● DATA:
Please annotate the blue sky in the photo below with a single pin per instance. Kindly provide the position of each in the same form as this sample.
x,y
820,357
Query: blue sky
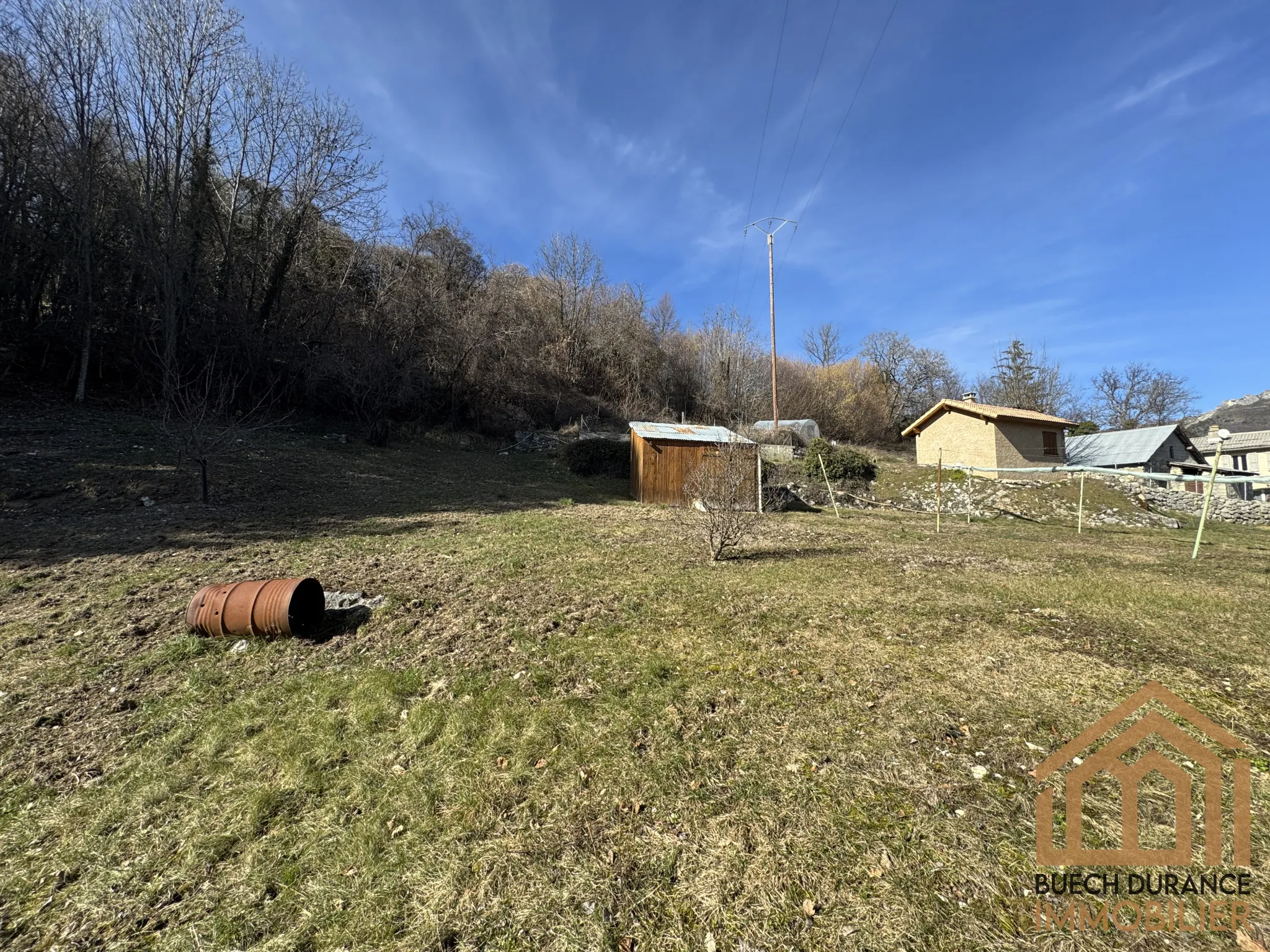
x,y
1088,175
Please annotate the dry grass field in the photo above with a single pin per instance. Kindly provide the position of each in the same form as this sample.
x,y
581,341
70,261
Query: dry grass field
x,y
564,729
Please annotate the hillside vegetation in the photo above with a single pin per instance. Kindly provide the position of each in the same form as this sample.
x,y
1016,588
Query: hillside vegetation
x,y
564,728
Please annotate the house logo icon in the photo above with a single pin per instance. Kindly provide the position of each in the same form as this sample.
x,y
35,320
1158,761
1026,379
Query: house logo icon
x,y
1203,767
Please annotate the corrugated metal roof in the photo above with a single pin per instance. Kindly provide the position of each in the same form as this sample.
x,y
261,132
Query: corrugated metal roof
x,y
686,432
1117,447
1238,442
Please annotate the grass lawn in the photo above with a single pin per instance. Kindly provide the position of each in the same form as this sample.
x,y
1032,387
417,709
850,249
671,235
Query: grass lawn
x,y
564,729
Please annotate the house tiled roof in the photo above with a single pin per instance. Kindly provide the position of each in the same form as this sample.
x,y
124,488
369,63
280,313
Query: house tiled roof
x,y
686,432
1121,447
986,412
1237,443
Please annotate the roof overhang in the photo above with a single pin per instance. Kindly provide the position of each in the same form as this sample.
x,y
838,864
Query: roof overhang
x,y
987,413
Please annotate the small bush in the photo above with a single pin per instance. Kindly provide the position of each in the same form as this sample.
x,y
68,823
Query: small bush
x,y
842,464
724,511
598,457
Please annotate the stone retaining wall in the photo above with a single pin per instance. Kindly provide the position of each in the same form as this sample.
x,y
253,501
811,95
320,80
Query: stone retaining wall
x,y
1193,503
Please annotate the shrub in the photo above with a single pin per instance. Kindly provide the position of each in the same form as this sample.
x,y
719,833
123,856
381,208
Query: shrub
x,y
840,462
724,508
598,457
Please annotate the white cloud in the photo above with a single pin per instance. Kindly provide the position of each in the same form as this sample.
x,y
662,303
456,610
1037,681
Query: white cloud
x,y
1168,77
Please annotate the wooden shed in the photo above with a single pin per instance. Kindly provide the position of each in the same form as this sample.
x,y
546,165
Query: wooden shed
x,y
665,454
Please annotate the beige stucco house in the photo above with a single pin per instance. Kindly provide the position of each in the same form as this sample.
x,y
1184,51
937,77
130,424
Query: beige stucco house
x,y
1244,452
980,434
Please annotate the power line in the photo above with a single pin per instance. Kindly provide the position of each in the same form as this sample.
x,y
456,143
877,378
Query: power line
x,y
803,118
841,126
762,140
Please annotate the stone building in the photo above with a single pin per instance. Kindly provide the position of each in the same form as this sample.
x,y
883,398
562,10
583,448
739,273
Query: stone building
x,y
970,433
1242,451
1146,450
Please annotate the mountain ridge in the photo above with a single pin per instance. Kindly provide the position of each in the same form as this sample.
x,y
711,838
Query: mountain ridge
x,y
1238,415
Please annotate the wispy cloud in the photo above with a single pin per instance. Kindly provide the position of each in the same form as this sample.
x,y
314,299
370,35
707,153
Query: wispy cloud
x,y
1165,79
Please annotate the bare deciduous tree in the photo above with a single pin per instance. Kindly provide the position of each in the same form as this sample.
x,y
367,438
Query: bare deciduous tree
x,y
1139,395
68,42
203,419
915,377
724,508
172,66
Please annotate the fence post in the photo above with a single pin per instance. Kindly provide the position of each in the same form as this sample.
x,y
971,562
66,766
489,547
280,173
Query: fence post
x,y
832,498
1208,495
939,493
1080,512
758,459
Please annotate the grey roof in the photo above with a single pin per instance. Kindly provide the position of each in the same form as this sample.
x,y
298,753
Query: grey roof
x,y
1118,447
768,425
1238,442
686,432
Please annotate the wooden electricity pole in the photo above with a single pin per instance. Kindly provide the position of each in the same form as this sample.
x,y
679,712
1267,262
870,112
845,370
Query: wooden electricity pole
x,y
766,226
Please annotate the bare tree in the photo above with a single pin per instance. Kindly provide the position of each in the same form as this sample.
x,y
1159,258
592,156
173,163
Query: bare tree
x,y
69,43
203,420
1139,395
729,368
572,272
173,63
723,494
662,318
824,345
915,377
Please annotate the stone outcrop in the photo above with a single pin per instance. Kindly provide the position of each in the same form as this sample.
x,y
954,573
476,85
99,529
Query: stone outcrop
x,y
1223,509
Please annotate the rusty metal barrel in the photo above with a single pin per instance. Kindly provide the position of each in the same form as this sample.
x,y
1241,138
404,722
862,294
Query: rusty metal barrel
x,y
262,609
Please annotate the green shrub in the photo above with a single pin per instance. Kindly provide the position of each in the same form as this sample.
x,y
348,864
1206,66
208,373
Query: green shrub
x,y
842,464
598,457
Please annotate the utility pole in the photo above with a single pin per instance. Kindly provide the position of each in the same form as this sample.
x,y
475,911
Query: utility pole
x,y
766,226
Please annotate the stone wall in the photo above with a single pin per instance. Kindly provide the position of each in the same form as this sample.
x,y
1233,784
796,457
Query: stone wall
x,y
1227,509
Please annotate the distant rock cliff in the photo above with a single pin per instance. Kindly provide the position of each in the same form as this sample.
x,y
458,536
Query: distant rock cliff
x,y
1249,413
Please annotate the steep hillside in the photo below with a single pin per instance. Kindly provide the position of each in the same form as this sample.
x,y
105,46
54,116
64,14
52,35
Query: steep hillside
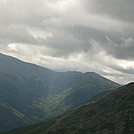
x,y
112,114
30,93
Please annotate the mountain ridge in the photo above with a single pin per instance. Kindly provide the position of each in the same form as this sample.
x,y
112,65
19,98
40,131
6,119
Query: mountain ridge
x,y
112,114
41,94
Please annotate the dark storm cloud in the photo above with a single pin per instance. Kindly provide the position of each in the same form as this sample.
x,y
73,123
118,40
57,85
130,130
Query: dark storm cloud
x,y
118,9
97,34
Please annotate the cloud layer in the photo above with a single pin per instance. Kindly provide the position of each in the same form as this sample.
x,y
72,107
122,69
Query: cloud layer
x,y
89,35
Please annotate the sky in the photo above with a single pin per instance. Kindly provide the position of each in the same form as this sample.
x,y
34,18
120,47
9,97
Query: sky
x,y
71,35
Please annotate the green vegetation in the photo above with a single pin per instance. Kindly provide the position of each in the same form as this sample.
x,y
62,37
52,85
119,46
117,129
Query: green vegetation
x,y
103,116
30,94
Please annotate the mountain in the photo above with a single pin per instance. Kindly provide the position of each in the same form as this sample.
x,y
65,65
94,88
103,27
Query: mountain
x,y
31,94
112,114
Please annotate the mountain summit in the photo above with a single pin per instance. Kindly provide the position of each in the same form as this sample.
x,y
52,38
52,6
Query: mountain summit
x,y
31,94
112,114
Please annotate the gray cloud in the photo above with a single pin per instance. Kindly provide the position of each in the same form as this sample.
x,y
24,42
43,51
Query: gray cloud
x,y
118,9
90,35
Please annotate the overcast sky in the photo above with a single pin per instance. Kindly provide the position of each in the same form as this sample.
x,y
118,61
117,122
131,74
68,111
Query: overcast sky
x,y
81,35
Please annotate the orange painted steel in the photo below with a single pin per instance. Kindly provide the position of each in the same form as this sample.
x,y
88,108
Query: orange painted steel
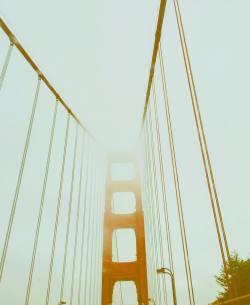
x,y
135,271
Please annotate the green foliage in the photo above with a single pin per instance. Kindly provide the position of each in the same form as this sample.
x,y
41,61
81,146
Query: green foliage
x,y
238,282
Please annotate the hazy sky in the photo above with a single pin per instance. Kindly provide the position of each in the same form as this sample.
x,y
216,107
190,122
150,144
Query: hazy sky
x,y
97,54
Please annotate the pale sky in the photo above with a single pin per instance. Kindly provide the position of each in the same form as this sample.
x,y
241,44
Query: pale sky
x,y
97,54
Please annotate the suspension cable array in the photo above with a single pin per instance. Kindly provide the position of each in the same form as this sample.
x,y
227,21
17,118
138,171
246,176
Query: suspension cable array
x,y
73,238
155,173
59,223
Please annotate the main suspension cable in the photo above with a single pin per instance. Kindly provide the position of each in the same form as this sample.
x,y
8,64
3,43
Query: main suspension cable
x,y
203,143
19,181
6,64
57,212
41,208
176,182
65,256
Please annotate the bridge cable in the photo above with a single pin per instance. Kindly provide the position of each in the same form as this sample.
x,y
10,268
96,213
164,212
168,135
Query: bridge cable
x,y
85,288
176,182
203,143
158,219
77,227
19,181
163,183
83,224
57,211
41,208
152,213
93,229
69,216
149,230
151,256
6,64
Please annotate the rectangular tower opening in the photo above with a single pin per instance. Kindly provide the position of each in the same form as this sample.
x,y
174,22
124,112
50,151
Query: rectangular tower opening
x,y
124,245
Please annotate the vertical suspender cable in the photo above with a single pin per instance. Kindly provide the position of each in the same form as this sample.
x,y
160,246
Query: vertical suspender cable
x,y
154,235
93,228
65,257
85,289
163,184
57,212
157,204
148,220
40,213
203,143
6,64
84,223
77,227
177,184
19,181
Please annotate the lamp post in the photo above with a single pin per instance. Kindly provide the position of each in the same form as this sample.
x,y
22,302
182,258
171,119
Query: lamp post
x,y
167,271
151,301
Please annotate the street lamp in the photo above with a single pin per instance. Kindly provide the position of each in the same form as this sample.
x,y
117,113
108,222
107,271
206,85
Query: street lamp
x,y
151,300
167,271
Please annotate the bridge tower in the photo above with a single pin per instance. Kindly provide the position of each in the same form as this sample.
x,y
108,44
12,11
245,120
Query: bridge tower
x,y
134,271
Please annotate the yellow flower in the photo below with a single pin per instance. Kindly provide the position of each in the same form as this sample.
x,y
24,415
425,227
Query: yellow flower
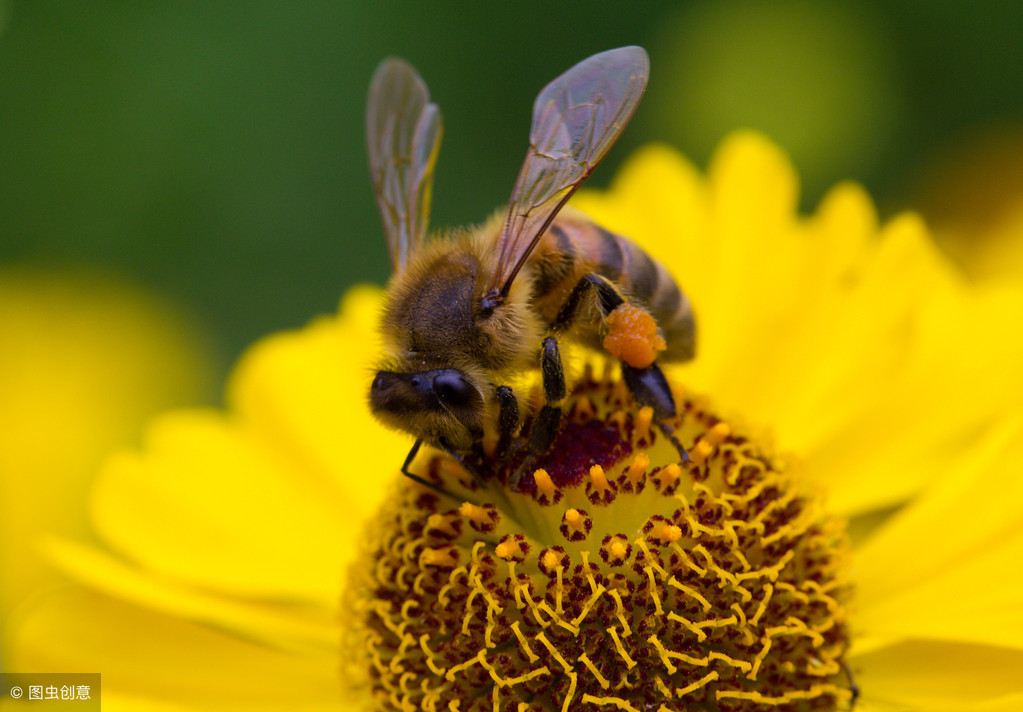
x,y
884,382
85,360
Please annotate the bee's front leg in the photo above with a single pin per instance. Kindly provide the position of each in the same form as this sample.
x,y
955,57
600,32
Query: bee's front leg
x,y
507,418
541,435
548,419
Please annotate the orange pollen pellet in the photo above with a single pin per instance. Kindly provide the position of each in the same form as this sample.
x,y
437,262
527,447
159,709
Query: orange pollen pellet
x,y
544,485
643,420
477,514
701,451
632,336
666,532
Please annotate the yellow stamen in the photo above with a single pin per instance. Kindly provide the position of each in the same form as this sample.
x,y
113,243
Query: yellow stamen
x,y
637,469
544,485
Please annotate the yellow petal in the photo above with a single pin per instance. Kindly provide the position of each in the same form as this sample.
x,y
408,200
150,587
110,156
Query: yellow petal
x,y
940,676
304,395
85,358
947,566
208,502
281,625
170,661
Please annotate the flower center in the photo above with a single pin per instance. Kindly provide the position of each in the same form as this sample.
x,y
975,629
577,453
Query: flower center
x,y
615,577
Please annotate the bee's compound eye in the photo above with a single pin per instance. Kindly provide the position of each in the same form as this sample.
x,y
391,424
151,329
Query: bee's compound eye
x,y
452,388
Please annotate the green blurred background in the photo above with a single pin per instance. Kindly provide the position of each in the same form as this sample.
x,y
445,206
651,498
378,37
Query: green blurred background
x,y
214,150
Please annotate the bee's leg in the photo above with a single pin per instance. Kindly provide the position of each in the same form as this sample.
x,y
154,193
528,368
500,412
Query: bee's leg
x,y
541,435
415,478
507,417
427,483
853,687
546,423
648,385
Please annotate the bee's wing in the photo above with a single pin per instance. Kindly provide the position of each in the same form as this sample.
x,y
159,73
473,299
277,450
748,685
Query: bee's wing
x,y
576,119
403,132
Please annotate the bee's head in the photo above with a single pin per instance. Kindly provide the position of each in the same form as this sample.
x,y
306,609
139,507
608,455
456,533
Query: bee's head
x,y
441,404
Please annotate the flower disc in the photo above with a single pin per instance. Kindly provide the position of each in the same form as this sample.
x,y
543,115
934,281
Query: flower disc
x,y
617,574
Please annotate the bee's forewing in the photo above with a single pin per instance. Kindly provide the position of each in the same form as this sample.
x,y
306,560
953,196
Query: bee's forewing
x,y
576,120
403,133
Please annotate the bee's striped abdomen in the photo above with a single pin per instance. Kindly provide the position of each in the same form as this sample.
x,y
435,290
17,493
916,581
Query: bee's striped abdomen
x,y
572,248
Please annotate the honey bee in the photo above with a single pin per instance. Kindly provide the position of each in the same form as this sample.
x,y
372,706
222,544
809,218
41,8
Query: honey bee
x,y
468,312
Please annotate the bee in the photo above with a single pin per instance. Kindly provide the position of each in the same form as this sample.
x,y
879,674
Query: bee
x,y
466,313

● DESCRIPTION OF THE TASK: Your task is to reproduce, exactly and exclusively, the lines from the one holding "Please annotate the bee's forewing" through the final line of the listing.

● FULL SOLUTION:
Please annotate the bee's forewing in the photo above with a single pin per instance. Kindly provide the position of each in the same form as this sample.
x,y
306,560
953,196
Query: bee's forewing
x,y
576,120
403,133
Please annotate the bee's striped abdomen in the photo above with a single pin per instance. Kindly provide the position of each in the same form as this sample.
x,y
435,290
17,493
916,581
Query: bee's striped abdomen
x,y
572,248
Please annotate the honey bee in the photo above with a single pin per instance. Kindly provide the position of each in the same form as this sample.
x,y
372,706
222,544
809,218
41,8
Query: honey bee
x,y
468,312
Please annotate the bee in the photo above with a single pin per instance. Kindly provide the position of each in the same form as this sample.
x,y
879,674
Query: bee
x,y
466,313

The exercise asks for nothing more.